MATERIAL FOR THE TASK

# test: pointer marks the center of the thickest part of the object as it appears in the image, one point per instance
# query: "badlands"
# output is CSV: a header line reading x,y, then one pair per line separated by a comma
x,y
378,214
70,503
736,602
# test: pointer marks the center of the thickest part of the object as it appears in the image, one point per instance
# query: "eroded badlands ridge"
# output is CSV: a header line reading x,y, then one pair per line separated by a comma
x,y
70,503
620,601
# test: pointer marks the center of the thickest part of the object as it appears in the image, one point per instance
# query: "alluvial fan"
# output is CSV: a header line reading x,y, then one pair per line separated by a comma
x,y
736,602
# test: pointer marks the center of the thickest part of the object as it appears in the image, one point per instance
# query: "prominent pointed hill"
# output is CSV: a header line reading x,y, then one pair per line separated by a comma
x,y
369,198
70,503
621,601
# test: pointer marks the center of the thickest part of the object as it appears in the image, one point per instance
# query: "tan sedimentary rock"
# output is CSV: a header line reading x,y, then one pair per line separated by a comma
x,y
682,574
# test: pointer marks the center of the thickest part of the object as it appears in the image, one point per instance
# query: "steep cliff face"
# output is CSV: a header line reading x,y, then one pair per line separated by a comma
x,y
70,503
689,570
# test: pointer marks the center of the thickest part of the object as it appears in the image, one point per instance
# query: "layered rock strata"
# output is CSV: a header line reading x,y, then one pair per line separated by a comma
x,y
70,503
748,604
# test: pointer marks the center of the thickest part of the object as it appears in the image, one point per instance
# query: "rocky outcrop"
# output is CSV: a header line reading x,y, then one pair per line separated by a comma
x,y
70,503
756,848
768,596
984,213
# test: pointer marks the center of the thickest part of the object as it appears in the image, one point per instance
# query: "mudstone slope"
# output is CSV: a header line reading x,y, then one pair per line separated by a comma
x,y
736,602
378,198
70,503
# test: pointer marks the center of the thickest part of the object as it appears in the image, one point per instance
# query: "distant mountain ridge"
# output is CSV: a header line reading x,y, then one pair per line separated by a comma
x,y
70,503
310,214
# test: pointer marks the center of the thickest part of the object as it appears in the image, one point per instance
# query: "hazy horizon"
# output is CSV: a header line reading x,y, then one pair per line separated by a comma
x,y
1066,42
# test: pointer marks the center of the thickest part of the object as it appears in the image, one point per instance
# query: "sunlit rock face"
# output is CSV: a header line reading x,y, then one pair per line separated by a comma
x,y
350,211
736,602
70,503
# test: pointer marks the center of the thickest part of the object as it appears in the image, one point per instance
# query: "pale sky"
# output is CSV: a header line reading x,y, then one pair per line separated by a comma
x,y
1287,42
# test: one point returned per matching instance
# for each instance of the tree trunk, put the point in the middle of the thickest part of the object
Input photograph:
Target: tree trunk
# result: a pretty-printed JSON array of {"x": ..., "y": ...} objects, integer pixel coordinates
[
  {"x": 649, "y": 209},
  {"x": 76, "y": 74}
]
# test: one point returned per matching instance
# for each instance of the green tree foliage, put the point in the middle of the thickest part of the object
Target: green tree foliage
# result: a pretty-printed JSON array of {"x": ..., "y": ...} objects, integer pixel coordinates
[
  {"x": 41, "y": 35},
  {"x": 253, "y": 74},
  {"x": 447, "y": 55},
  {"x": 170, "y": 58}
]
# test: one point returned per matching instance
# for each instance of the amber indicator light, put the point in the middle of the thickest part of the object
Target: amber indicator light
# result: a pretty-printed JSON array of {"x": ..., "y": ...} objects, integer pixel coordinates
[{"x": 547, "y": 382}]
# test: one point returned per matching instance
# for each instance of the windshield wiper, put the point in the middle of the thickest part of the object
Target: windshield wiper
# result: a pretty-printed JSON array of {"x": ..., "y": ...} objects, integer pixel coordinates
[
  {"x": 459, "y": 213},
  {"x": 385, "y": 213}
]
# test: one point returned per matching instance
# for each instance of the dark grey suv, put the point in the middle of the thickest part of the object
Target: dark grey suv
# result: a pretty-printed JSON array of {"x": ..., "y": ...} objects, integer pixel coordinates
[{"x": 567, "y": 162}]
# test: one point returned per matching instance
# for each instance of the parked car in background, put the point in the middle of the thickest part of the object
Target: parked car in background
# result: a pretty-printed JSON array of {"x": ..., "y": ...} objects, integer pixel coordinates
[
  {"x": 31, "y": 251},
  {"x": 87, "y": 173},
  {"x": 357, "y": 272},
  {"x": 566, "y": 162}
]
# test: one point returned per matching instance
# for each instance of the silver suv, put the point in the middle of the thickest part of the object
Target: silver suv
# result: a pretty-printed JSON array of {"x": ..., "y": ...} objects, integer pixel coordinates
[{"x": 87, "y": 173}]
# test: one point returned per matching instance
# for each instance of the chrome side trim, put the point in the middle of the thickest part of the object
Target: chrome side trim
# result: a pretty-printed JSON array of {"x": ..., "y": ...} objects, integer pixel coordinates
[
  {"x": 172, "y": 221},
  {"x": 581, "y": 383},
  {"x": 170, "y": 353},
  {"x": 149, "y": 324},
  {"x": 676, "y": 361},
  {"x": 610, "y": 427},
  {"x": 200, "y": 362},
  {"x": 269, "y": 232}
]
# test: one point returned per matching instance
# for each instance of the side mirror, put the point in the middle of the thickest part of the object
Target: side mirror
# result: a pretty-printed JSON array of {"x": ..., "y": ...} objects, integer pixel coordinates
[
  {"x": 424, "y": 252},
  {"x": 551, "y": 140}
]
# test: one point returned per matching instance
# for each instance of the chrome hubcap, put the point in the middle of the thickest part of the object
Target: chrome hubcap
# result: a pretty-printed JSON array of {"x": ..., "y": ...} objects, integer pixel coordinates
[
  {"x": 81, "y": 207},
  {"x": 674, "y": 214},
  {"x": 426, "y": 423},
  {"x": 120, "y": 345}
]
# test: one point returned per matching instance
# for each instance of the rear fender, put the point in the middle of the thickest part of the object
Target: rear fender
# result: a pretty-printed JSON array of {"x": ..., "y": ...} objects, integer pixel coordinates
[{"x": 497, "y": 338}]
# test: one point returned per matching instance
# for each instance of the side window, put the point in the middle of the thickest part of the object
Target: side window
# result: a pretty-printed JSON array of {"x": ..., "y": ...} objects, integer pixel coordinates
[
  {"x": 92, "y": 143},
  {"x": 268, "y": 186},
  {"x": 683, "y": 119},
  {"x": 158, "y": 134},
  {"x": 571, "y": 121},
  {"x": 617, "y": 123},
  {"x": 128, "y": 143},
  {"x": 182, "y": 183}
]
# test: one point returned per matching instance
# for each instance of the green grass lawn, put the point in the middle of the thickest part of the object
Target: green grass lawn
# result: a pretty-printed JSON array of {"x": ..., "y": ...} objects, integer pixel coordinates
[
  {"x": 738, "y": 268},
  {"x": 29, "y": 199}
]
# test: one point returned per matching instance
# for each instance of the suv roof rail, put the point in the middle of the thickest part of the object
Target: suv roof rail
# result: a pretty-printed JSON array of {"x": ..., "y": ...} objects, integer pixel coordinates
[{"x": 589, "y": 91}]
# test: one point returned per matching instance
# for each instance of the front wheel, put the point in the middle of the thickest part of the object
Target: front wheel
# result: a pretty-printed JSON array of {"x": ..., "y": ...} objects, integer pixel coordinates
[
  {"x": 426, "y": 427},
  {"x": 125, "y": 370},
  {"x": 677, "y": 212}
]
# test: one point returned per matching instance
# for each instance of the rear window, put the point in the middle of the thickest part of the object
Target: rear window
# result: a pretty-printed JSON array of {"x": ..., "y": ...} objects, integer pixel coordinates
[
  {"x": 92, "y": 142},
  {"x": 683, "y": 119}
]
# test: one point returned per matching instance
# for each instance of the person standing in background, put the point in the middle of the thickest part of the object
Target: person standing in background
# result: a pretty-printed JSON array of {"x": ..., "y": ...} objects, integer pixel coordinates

PROBLEM STATEMENT
Write out, word for word, the lines from the one containing "# for each instance of the rear window, put" through the end of the records, with no other lines.

ANSWER BELOW
# for each instance of the rear window, put the point in the middle of the thickest part of the object
Target: rear window
# result: a pretty-printed JSON array of {"x": ..., "y": ...} objects, integer pixel coordinates
[
  {"x": 92, "y": 142},
  {"x": 683, "y": 119}
]
# test: one point returned per matching instance
# for each instance of the person standing in background, put the point in the middle of the thickest part of the object
Target: person standing in background
# result: a pretty-printed JSON array of {"x": ..., "y": ...} objects, integer pixel coordinates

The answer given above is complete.